• [Page extract]
-=-=-
Serengeti National Park


The name “Serengeti” is from Maasai language standing for the meaning- extended place or endless plains. Most famous for its annual migration of over one and a half million white bearded (or brindled) wildebeest and 250,000 zebra, Serengeti National Park is widely regarded as the best wildlife reserve in Tanzania, Africa due to its density of predators and prey. Yet even when the migration is quiet, the Serengeti offers arguably the most scintillating game-viewing in Africa: great herds of buffalo, smaller groups of elephant and giraffe, and thousands upon thousands of eland, topi, kongoni, impala and Grant’s gazelle. The National Park, with an area of 12,950 square kilometres, is as big as Northern Ireland, but its ecosystem, which includes the Ngorongoro Conservation Area, the Maswa Game Reserve and the Maasai Mara Game reserve (in Kenya), is roughly the size of Kuwait. It lies between the shores of Lake Victoria in the west, Lake Eyasi in the south, and the Great Rift Valley to the east. As such, it offers the most complex and least disturbed ecosystem on earth.
The Park is divided into three parts as Serengeti Plains, Western Corridor and Northern Serengeti. Serengeti plains: the endless, almost treeless grassland of the south is the most emblematic scenery of the park. This is where the wildebeest breed, as they remain in the plains from December to May. Other hoofed animals- zebra, gazelle, impala, hartebeest, topi, buffalo, waterbuck- also occur in huge numbers during the wet season. Kopjes are granite florations which are very common in the region, and they are great observation posts for predators, as well as a refuge for hyrax and pythons. Western corridor: the "black cotton" (actually black clay) soil covers the swampy savannah of this region. Grumeti River is home to enormous Nile crocodiles, colobus monkey, and the martial eagle. The migration passes through from May to July. Northern Serengeti: the landscape is dominated by open woodlands (predominantly Commiphora) and hills, ranging from Seronera in the South, to the Mara river in the limit with Kenya. Apart from the migratory wildebeest and zebra (which occur from July to August, and in November), the bushy savannah is the best place to find elephant, giraffe and dik dik.
-=-=-
• [Source material]
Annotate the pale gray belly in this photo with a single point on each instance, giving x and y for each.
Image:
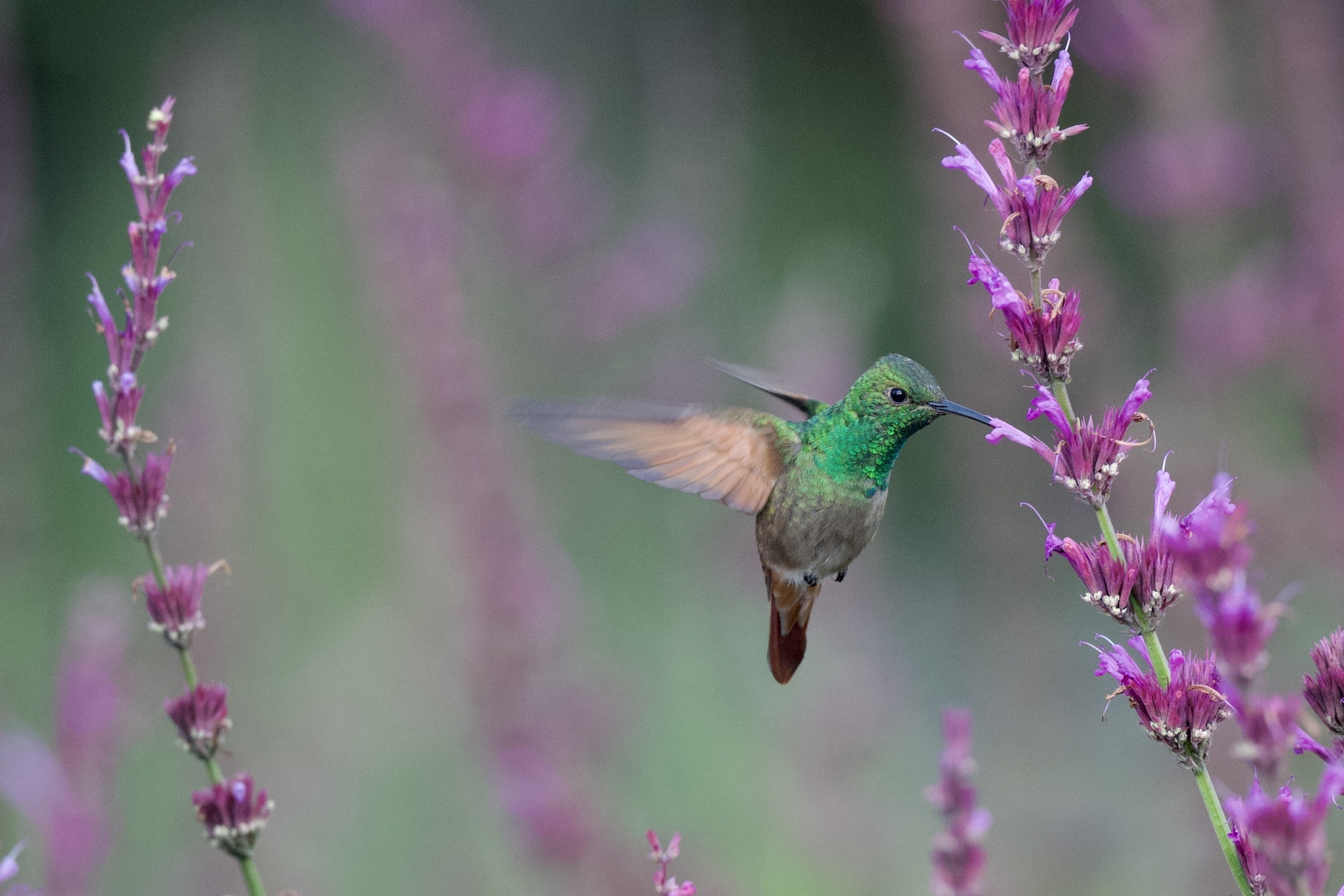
(819, 539)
-=-=-
• [Stated task] The Serengeti National Park text calls the park the best wildlife reserve in Tanzania. In one to three sentences, explain why it is regarded that way.

• [The completed task] Serengeti National Park is widely regarded as the best wildlife reserve in Tanzania because of its density of predators and prey.